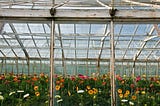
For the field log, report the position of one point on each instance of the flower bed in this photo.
(138, 91)
(81, 90)
(22, 90)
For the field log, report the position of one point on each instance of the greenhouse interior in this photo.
(79, 52)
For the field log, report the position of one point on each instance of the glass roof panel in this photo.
(21, 28)
(36, 28)
(47, 4)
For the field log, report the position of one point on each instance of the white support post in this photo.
(112, 65)
(52, 64)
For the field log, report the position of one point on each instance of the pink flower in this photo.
(82, 76)
(119, 77)
(132, 85)
(103, 83)
(138, 78)
(72, 78)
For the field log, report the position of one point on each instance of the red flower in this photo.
(72, 78)
(138, 78)
(132, 86)
(103, 83)
(119, 77)
(82, 76)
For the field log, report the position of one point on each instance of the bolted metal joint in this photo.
(112, 12)
(52, 11)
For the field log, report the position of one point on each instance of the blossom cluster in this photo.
(21, 89)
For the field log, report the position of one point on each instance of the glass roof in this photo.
(80, 41)
(47, 4)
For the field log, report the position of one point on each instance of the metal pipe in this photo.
(112, 65)
(52, 63)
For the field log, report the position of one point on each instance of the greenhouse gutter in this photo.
(79, 14)
(80, 59)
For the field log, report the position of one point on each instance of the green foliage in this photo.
(19, 90)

> Task statement: Please copy word for word everything from the line containing "pink flower in this photo." down to the end of the records, including both of those ends.

> Reply to the exercise:
For the field log, report the position of one point on each instance of the pink flower in this photo.
(82, 76)
(119, 77)
(132, 85)
(103, 83)
(138, 78)
(72, 78)
For the field log, report the position of one point on each instance of the red flower in this photo.
(72, 78)
(138, 78)
(132, 86)
(103, 83)
(119, 77)
(82, 76)
For the field log, report the position of one point on each instance of the bolted metal joint in this photo.
(112, 12)
(52, 11)
For the field log, report the position of one point on each instance of the blossom cluster in this photo.
(21, 89)
For the field log, report the position of one point on each instance of the glass roof in this photo.
(80, 41)
(47, 4)
For the field log, report the position of one point on each instance of the metal pipe in this photo.
(112, 65)
(52, 63)
For the field log, report the position of one point on each instance of the greenhouse gutter in this photo.
(79, 14)
(80, 59)
For the field log, report the position of one point on each instance of the green foliage in this photo.
(19, 90)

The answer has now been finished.